EXTRACTED RECORDS section start

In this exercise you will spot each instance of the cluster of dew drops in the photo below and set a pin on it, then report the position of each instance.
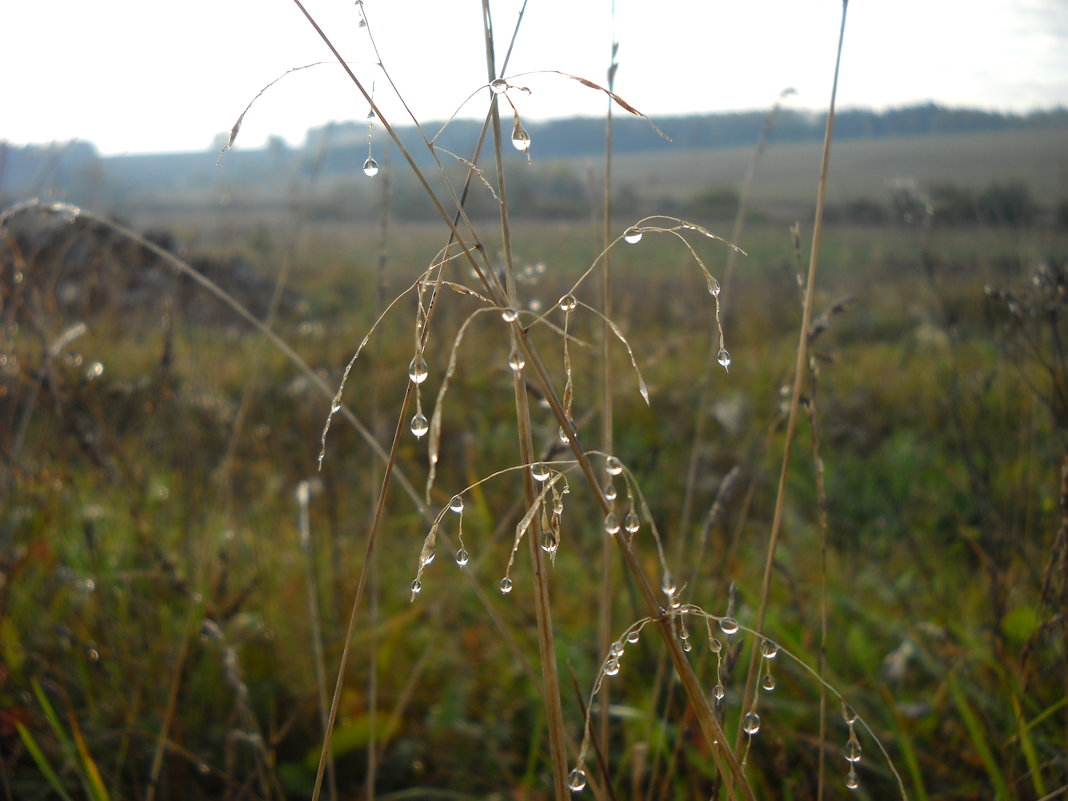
(633, 236)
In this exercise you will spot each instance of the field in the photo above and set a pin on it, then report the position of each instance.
(837, 575)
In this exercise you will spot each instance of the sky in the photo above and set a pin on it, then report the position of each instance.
(147, 76)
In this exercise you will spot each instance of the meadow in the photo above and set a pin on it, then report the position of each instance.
(201, 586)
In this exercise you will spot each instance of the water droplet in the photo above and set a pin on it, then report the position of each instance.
(516, 361)
(668, 585)
(520, 139)
(417, 370)
(419, 425)
(577, 780)
(752, 724)
(852, 751)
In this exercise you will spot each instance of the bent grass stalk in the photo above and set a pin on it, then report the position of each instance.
(725, 759)
(798, 372)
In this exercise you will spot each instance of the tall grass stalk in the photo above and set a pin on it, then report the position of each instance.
(550, 680)
(799, 372)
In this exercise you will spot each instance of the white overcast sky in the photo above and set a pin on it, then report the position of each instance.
(141, 76)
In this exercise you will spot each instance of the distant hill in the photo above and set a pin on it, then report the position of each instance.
(705, 151)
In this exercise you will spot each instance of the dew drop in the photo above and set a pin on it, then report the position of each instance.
(577, 780)
(520, 139)
(417, 370)
(611, 523)
(516, 361)
(852, 752)
(419, 425)
(752, 724)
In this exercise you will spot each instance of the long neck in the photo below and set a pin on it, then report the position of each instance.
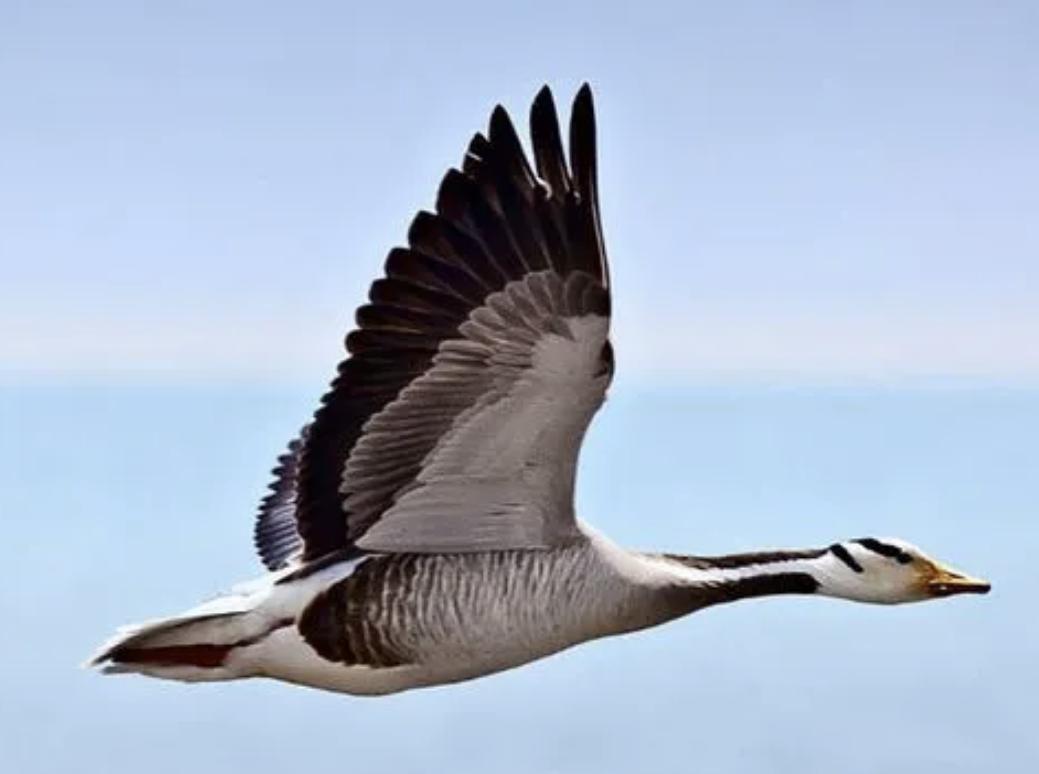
(702, 581)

EXTRACTED RECORDS section end

• _YOUR OBJECTIVE_
Transcribe all of the records exactly, without reproducing their pictures.

• _TASK OUTPUT_
In this exercise you will spot each instance of the cluster of dew drops in the photo below and set a pin on it, then report the position of each instance.
(633, 236)
In this exercise you will spot each instance of the field in the photo above and set a pin on it, then report the position of each instance.
(837, 575)
In this exercise you will spot each instance of the sky in the photo above and set a pin on it, then report the position of each instance.
(147, 76)
In this exercise you will spot each instance of the meadow in the photo above and set a pin on it, then report the position of each instance.
(201, 586)
In this exercise you will spot each instance of the water droplet in the photo above and set a pin on it, then report the position of each instance.
(516, 361)
(668, 585)
(520, 139)
(417, 370)
(419, 425)
(577, 780)
(752, 724)
(852, 751)
In this exercise you will spot each instance of the bent grass stalk in the photo above and set a pin on it, then report the position of each instance.
(725, 759)
(798, 372)
In this exercise you will spot each instance of the tall grass stalk in the photo above and set a pin on it, then report the position of each instance.
(550, 680)
(799, 372)
In this exercise you will spot each instance of the white overcast sky in the photo above and set a pin on it, then report the position of each instance.
(141, 76)
In this exercise you will spot each instance of the distant hill in the photo above and set a pin on it, then report the position of each instance.
(705, 151)
In this exercise you will spot each instance of the dew drop in the photo above and set a pin on it, then report the position of each instance.
(577, 780)
(520, 139)
(417, 370)
(611, 523)
(516, 361)
(852, 752)
(419, 425)
(752, 724)
In this exercise you will spot each instance of the long neck in the photo below and set a pin on it, then report the position of each instance.
(702, 581)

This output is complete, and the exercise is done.